# BRIEF
Print every line of the records below word for word, but leave the pictures out.

── THE DATA

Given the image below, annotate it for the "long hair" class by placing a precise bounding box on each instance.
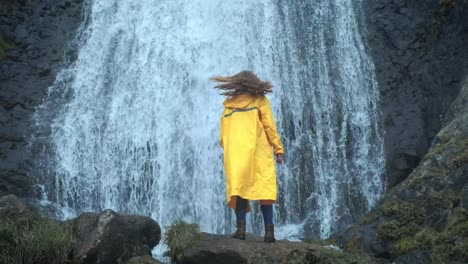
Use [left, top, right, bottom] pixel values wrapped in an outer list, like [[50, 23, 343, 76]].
[[210, 71, 273, 96]]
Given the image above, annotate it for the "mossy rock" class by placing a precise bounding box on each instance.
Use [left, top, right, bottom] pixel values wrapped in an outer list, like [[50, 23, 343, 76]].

────

# WRITTEN SOLUTION
Given the image below, annotate it for the "long hair" class by placing a precise bounding box on each instance.
Use [left, top, right, bottom] pixel values wrapped in an outer list, like [[50, 23, 343, 76]].
[[210, 71, 273, 96]]
Given the image above, annotate it for the "mossy rock" class by placing a precise bounding box on each instance.
Use [left, top, right, bottom] pixel values wrapped in an outer list, like [[50, 23, 343, 76]].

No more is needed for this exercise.